**EXERCISE MATERIALS:**
+ + + +

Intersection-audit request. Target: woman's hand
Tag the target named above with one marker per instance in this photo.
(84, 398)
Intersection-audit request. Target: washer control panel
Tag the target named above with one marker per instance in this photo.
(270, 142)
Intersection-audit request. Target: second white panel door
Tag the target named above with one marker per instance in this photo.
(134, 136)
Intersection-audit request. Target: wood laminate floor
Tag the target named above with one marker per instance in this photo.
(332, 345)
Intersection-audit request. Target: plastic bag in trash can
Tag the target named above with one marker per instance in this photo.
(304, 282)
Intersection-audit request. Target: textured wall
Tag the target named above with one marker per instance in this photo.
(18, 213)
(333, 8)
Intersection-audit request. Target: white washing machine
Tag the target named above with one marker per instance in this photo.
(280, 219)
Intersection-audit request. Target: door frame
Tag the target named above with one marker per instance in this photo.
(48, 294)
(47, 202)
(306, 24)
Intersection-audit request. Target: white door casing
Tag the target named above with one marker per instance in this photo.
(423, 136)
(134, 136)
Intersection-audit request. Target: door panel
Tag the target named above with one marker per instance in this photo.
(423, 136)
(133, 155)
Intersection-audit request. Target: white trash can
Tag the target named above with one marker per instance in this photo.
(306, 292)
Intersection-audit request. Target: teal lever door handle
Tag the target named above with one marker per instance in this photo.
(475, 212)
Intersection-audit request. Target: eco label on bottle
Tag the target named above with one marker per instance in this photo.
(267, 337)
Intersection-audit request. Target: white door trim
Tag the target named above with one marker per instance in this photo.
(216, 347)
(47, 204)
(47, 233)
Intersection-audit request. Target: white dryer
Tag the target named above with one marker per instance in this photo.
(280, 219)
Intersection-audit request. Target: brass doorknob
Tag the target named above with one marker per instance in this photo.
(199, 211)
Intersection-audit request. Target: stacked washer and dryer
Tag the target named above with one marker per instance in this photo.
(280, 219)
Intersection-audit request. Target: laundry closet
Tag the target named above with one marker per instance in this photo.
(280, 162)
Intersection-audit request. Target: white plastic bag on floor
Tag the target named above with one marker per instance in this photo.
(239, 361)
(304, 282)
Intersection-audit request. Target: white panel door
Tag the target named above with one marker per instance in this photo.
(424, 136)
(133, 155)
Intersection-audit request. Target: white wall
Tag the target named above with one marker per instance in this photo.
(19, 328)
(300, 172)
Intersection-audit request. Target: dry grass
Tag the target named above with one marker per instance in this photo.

+ + + +

**EXERCISE DESCRIPTION:** Render the lines above, from the one containing "Intersection-audit request. Target: stacked" through the last line, as a JSON list of strings, one string per line and blank lines omitted.

**THE RESULT:**
[
  "Intersection-audit request. Target: stacked washer and dryer",
  "Tag the target named above with one marker per instance in this photo.",
  "(280, 219)",
  "Intersection-audit request. Target: laundry closet",
  "Tag the target named above with one marker per instance in this photo.",
  "(280, 162)",
  "Intersection-audit request. Target: white plastic bag on floor",
  "Tag the target named above with one marker per instance in this photo.",
  "(239, 361)",
  "(304, 282)",
  "Intersection-audit request. Target: white panel door",
  "Tag the target named above with one marker per instance in this photo.",
  "(424, 136)",
  "(133, 155)",
  "Intersection-audit request. Target: white wall",
  "Tag the target named above with one marker per instance in this photo.",
  "(19, 328)",
  "(300, 172)",
  "Intersection-audit request. Target: dry grass",
  "Tag the target named above with one marker per instance in this photo."
]